BEGIN Data provided

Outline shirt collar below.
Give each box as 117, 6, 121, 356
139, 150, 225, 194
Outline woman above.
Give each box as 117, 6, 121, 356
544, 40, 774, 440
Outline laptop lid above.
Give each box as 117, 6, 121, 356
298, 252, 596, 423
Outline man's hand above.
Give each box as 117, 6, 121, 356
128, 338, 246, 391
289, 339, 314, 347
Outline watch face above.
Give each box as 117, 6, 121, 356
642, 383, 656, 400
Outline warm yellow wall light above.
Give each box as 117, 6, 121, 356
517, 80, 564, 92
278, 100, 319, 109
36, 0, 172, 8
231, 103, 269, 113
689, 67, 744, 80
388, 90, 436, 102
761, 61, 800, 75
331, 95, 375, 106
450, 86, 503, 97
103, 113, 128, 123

END Data provided

Job
Please reproduce the listing lines from the one containing "Outline woman above." through the one containing "642, 383, 656, 400", both included, character for character.

Answer for the task
Outline woman above.
Give each box as 117, 6, 121, 356
544, 40, 774, 440
Outline laptop lid above.
Give each box as 117, 6, 121, 356
298, 252, 596, 423
Outline man's hand above.
Give each box as 117, 6, 121, 356
128, 338, 246, 391
289, 339, 314, 347
Outline watch face above.
Give each box as 117, 6, 121, 356
642, 383, 656, 400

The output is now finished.